◆ Description of the task:
Begin at the line that holds "of the stadium" and copy each line exactly until the data below ends, including that last line but no pictures.

(Records contained in a dataset)
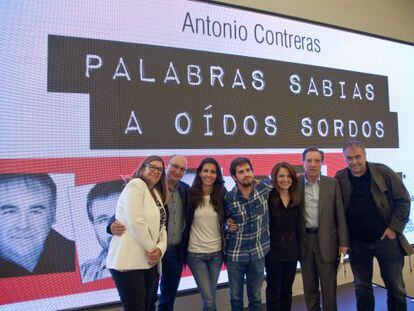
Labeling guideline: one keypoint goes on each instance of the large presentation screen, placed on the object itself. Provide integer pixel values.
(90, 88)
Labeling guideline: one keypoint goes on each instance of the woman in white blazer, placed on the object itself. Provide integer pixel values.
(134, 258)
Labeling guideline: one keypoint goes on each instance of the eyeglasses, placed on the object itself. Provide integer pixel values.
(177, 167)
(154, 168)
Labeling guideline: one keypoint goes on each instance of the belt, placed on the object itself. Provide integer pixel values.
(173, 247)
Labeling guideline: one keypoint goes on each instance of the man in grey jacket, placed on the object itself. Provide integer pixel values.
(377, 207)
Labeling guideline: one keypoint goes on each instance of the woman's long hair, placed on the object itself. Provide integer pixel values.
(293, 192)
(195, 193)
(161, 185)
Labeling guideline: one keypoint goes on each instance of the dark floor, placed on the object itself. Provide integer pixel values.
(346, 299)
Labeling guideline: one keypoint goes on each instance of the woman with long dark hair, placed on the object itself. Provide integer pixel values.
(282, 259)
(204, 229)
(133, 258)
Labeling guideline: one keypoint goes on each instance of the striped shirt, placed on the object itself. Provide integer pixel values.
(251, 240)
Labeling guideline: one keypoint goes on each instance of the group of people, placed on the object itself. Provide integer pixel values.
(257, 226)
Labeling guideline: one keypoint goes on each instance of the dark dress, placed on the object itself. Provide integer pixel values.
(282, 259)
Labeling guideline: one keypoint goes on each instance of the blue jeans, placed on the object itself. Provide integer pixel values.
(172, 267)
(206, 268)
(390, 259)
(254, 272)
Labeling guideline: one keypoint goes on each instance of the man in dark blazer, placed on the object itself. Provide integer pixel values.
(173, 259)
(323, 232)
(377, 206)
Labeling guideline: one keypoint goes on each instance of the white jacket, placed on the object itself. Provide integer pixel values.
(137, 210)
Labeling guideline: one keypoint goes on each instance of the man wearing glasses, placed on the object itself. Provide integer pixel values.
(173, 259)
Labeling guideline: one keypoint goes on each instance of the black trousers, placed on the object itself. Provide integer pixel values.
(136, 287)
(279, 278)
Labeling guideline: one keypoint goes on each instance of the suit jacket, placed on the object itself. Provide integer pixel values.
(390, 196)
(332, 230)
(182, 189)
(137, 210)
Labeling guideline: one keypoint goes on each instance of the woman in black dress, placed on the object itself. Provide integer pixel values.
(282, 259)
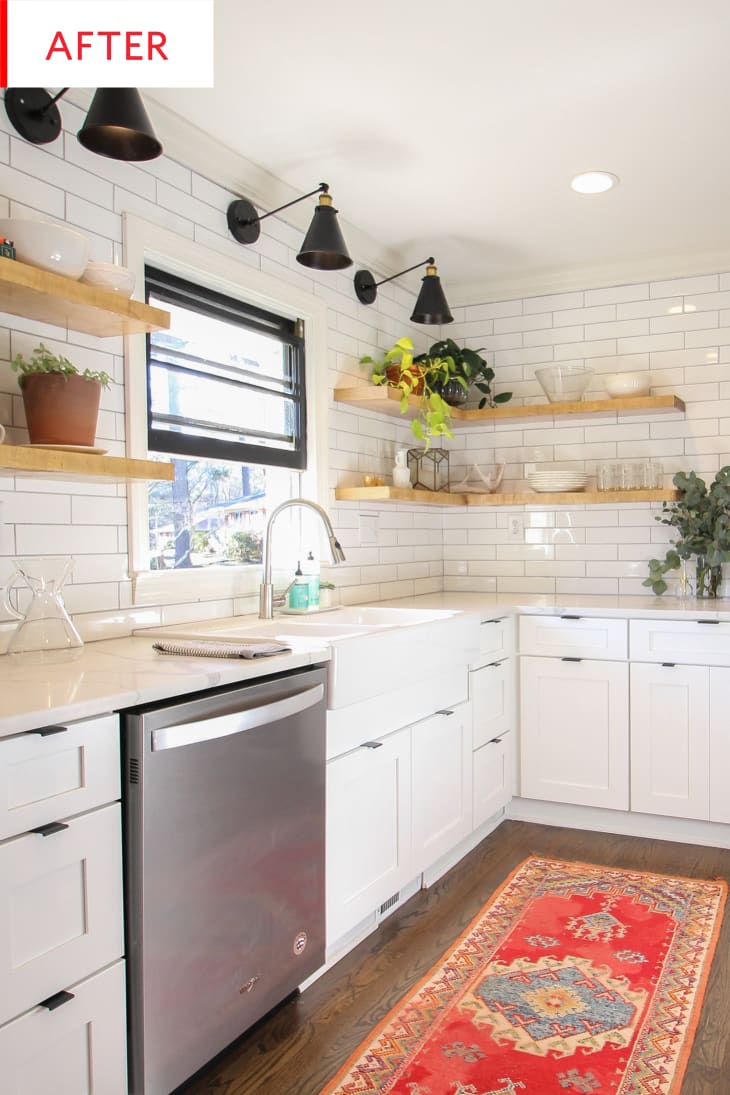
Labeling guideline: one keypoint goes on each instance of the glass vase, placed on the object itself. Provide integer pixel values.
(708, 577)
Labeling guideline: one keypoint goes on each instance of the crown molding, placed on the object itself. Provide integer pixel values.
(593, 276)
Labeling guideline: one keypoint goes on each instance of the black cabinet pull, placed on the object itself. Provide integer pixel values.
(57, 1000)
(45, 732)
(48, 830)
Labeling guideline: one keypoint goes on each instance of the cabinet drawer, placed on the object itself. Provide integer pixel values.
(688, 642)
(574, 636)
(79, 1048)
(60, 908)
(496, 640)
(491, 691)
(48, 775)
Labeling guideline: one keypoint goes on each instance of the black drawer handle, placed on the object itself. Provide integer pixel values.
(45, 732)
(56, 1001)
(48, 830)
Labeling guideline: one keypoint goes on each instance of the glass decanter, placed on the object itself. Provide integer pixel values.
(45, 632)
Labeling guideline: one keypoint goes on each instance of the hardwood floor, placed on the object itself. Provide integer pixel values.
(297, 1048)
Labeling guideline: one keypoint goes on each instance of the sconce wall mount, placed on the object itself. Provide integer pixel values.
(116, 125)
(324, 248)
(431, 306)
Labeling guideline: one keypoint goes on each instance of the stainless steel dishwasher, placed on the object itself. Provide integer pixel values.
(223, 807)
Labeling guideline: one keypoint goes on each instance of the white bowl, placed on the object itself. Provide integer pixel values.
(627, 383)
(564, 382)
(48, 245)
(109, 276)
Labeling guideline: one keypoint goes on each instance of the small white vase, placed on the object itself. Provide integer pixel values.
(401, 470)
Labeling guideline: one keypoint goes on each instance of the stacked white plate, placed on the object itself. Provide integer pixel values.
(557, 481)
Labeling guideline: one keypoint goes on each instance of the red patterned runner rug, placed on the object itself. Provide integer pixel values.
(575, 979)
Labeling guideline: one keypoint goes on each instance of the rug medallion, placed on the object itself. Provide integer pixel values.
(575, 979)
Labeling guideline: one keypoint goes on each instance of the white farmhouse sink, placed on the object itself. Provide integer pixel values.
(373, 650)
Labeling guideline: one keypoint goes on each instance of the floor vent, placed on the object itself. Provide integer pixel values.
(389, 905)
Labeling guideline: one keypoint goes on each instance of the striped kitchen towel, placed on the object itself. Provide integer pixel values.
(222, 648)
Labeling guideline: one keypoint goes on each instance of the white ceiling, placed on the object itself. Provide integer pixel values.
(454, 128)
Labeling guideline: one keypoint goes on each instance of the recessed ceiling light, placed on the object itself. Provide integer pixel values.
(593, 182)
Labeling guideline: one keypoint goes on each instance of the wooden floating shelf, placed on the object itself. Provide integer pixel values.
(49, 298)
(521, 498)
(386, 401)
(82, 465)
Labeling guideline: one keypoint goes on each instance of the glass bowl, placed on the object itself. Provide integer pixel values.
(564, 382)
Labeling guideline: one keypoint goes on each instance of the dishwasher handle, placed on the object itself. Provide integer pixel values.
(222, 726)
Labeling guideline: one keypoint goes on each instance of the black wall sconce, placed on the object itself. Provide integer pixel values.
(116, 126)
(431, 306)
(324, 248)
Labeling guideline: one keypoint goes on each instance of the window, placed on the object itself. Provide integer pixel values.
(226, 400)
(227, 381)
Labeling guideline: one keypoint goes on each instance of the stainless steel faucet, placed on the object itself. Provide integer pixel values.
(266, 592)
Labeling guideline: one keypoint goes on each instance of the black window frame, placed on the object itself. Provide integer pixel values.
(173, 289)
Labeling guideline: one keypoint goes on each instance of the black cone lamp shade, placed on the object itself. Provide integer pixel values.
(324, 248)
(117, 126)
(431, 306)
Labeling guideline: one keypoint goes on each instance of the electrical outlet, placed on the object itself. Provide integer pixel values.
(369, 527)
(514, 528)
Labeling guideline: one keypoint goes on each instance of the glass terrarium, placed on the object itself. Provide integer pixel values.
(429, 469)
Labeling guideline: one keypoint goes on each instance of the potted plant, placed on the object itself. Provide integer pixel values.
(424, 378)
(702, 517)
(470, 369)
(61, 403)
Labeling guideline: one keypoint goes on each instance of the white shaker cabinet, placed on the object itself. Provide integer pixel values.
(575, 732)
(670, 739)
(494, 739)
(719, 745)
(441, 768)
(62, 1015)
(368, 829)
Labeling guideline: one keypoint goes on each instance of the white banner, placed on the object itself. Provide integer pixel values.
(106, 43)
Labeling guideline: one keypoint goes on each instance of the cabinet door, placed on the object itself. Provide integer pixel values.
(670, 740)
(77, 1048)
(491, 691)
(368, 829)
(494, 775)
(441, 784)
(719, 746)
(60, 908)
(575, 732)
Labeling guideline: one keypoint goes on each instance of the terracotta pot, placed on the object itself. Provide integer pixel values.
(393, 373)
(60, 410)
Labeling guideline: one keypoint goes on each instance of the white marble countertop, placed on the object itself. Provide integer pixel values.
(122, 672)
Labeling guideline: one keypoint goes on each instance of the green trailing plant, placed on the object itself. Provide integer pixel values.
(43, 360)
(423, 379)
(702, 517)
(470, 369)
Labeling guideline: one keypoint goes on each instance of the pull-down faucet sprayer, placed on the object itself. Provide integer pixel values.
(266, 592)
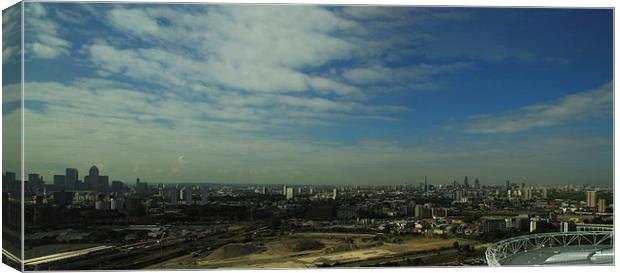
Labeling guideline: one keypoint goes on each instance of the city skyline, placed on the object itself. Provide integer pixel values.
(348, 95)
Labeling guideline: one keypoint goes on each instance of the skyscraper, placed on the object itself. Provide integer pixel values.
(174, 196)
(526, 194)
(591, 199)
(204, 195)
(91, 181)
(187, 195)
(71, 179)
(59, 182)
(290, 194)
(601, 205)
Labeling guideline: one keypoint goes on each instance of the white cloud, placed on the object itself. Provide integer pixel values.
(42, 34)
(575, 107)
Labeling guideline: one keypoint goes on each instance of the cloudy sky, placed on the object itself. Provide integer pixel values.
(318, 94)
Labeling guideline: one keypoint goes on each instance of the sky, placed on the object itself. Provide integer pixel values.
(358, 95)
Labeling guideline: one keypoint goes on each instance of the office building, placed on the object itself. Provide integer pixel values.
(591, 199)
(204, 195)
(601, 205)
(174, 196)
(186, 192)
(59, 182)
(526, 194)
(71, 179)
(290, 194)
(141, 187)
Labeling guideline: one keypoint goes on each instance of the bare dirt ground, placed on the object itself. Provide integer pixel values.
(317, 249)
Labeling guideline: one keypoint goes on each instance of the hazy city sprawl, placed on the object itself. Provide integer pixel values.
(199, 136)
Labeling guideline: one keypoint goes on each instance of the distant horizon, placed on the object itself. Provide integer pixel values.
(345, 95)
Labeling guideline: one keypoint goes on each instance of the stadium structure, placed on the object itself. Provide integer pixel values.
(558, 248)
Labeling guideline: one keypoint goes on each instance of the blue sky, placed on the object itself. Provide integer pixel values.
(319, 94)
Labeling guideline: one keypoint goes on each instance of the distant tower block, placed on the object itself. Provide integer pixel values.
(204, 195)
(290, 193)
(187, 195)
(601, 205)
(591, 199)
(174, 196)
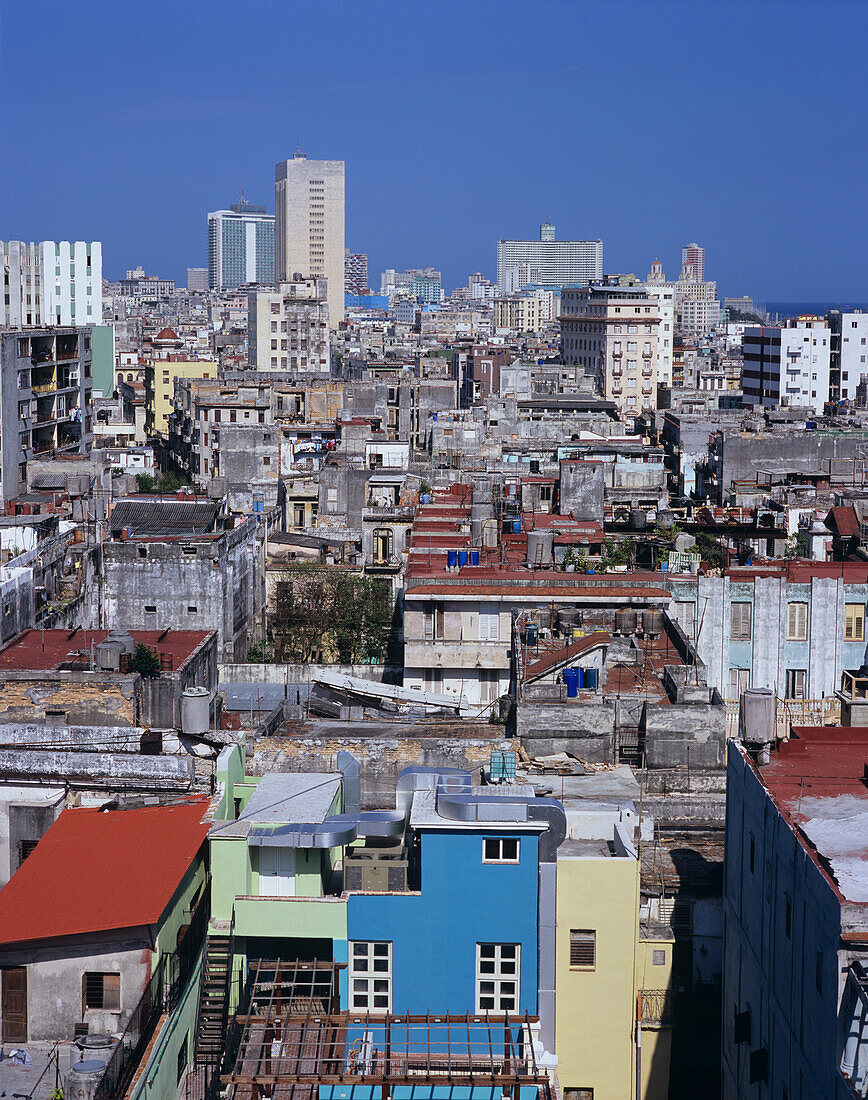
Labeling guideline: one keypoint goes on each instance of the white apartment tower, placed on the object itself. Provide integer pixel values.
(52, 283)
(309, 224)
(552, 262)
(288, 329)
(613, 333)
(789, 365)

◆ Output for this exercise:
Labeling guideline: one keypoint goes on each instance of the stadium structure, placed on the object itself. Provide integer pixel values.
(558, 248)
Labeling guideline: one keypoint goes on each instance of the blue sky, placed on the object itself. Provide integer pixel values.
(319, 94)
Labeling guideline: one keypoint goes on each instance of the distant tower block, placed on the object itself. Provide integer pixel values.
(204, 195)
(290, 193)
(187, 195)
(601, 205)
(591, 199)
(174, 196)
Labeling guideline: one keypoint goes on each instance of the white apartment tower, placed on the object itself. Provide integer pixel values.
(52, 283)
(309, 224)
(552, 262)
(288, 329)
(613, 333)
(789, 365)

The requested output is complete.